Performance Measurements
Looking at the simulation, our intuition is that there is room for improvement with its performance. However, intuition is not enough, we must measure. We introduce two measurements. The first technique measures the frames per second using pure javascript. This captures a holistic view: JavaScript, WebGPU api interactions, and shader execution. The second uses WebGPU timing to track the execution of the shaders. Combining these two methods allows us to identify bottlenecks, and measure the impact of our performance tuning.
An FPS Counter
Looking at the simulation, our intuition is that there is room for improvement with its performance. However, intuition is not enough, we must measure. A first pass at measurement is an FPS counter.
Luckily, the mechanism we use to generate frames for the animation,
requestAnimationFrame
,
has a natural way to track the generated frames per second. The requestAnimationFrame
method call provides a millisecond timestamp, we use this to track a running average of the frames per
second.
The first thing is to add a placeholder for the indicator to the wave function display.
FPS: <span id="fps0"></span>
On every generation of a frame, we update the FPS counter. We capture the start time on the first iteration and thereafter use it to compute the average FPS.
const fpsDisplay = document.getElementById(fpsID);
const SECONDS_PER_MILLISECOND = .001;
let nframes = 0;
let firstFrameTime = 0.0;
...
function nextFrame(currentFrameTime)
{
...
if (nframes == 0) {
firstFrameTime = currentFrameTime;
} else {
fpsDisplay.innerText = (nframes / (currentFrameTime - firstFrameTime)).toFixed(2);
}
}
This yields a subpar 11 to 14 FPS. This FPS count verifies that there is room for improvement, and provides a baseline against which we can measure the impact of our changes. This FPS technique is basic JavaScript and is available across platforms.
Timestamp Queries
Queries allow us to retrieve data from the WebGPU queue. Timestamp queries, specifically, generate a nanosecond timestamp for the requested point in the command queue. This allows for a much more fine-grained and more accurate timing of WebGPU applications. The downside is that they are an optional feature, and may not be available on a given system.
Shader execution time: 0.00 seconds
Let's start with a couple of constants that we use to query for and set up the timestamp feature.
const TIMESTAMP_QUERY_FEATURE_NAME = "timestamp-query";
const TIMESTAMP_QUERY_TYPE = "timestamp";
The first step is to determine if timestamp queries are supported, and capture it into a variable. While we don't show it explicitly here, the timestamp query code is guarded by checks against this variable.

(Prompt): Revise the passage of the performance measurements text starting with "const fpsDisplay = document.getElementById(fpsID);" and going on through "function nextFrame(currentFrameTime)", putting "frameCount" wherever "nframes" appears.

(Data shown):
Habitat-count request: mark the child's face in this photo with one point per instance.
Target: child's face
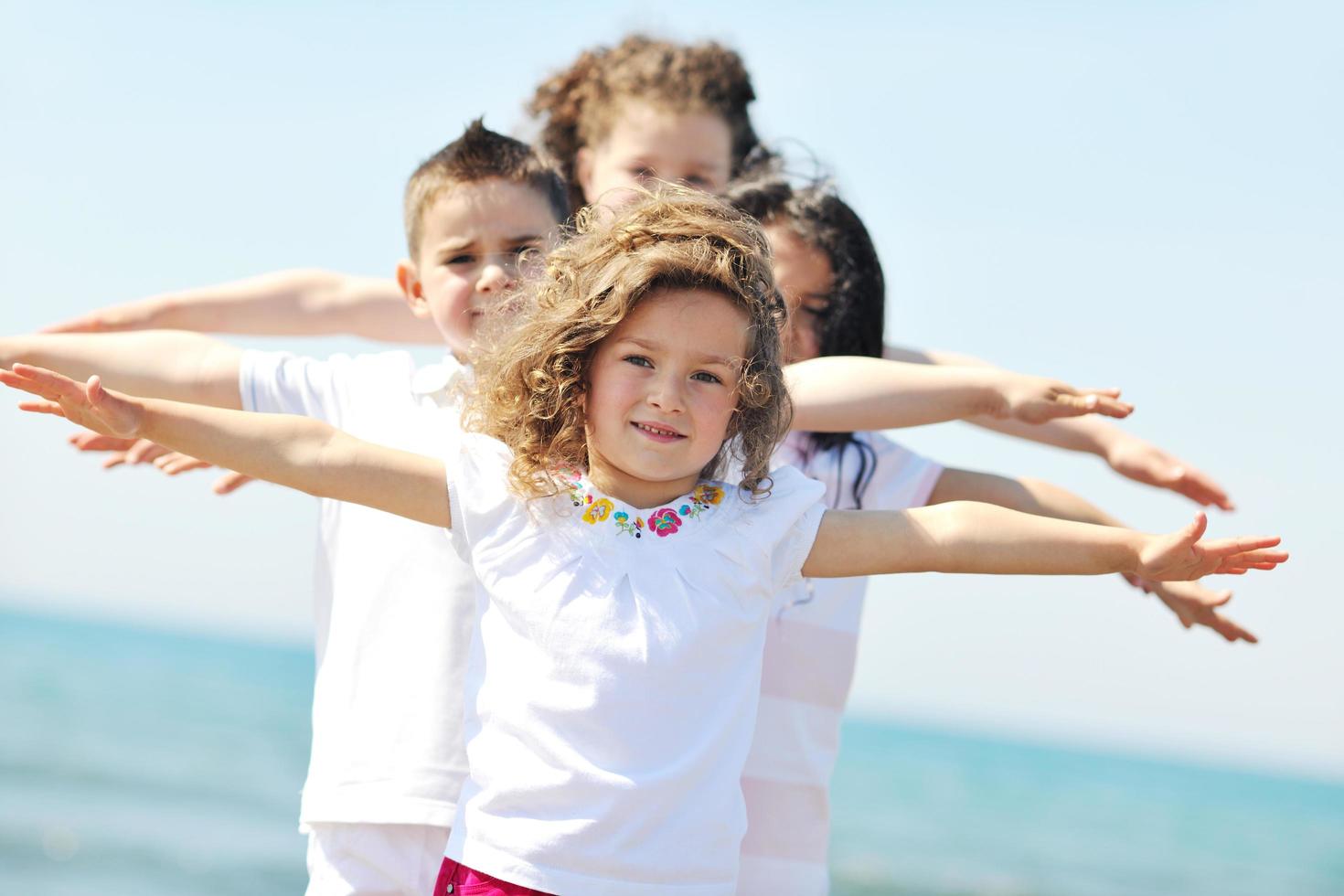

(Task answer):
const fpsDisplay = document.getElementById(fpsID);
const SECONDS_PER_MILLISECOND = .001;
let frameCount = 0;
let firstFrameTime = 0.0;
...
function nextFrame(currentFrameTime)